EXERCISE DATA:
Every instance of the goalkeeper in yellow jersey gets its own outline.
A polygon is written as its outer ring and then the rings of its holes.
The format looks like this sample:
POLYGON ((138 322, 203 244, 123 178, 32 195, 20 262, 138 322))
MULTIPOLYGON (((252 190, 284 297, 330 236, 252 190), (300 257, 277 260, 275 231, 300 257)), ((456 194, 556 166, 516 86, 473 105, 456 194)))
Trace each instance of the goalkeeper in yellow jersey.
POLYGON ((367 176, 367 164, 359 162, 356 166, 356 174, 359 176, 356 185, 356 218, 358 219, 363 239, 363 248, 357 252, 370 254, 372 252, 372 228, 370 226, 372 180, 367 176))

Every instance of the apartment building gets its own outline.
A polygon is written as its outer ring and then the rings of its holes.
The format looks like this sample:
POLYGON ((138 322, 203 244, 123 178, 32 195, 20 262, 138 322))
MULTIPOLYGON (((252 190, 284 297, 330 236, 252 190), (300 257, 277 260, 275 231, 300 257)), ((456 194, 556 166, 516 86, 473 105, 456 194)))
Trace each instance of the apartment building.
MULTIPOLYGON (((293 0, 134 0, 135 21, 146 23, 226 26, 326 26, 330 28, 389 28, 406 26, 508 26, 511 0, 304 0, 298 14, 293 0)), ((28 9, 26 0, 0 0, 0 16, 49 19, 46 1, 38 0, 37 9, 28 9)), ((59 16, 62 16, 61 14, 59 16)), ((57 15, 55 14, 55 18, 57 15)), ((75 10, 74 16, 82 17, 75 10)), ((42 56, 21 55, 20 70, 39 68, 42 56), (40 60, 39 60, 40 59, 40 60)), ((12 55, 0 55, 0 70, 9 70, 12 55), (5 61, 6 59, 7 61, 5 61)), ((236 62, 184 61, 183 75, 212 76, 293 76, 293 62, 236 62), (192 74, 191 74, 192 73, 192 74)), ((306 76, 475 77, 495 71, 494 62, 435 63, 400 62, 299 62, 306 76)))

WHAT IS EXPECTED: Quote the records word for word, beginning at the line that contains "Every instance of the apartment" and continuing through the end of the records.

FINISHED EXERCISE:
Every instance of the apartment building gets its own outline.
A polygon is written as its outer ring and then the rings of its holes.
The format looks like this sample:
POLYGON ((138 322, 203 244, 123 178, 32 195, 20 262, 138 322))
MULTIPOLYGON (((252 190, 284 297, 330 236, 252 190), (300 257, 277 260, 275 231, 300 257)), ((456 194, 556 166, 516 86, 473 105, 456 194)))
Trace each instance of the apartment building.
MULTIPOLYGON (((293 0, 134 0, 135 21, 146 23, 226 26, 326 26, 330 28, 389 28, 406 26, 508 26, 511 0, 304 0, 298 14, 293 0)), ((28 9, 26 0, 0 0, 0 16, 49 19, 46 1, 38 0, 37 9, 28 9)), ((59 16, 62 16, 61 14, 59 16)), ((57 15, 55 14, 55 18, 57 15)), ((75 10, 74 16, 82 17, 75 10)), ((42 56, 21 55, 20 70, 39 68, 42 56), (40 60, 39 60, 40 59, 40 60)), ((12 55, 0 55, 0 70, 9 70, 12 55), (5 61, 6 59, 7 61, 5 61)), ((236 62, 184 61, 183 75, 212 76, 293 76, 293 62, 236 62), (192 74, 191 74, 192 73, 192 74)), ((306 76, 475 77, 495 71, 494 62, 435 63, 400 62, 299 62, 306 76)))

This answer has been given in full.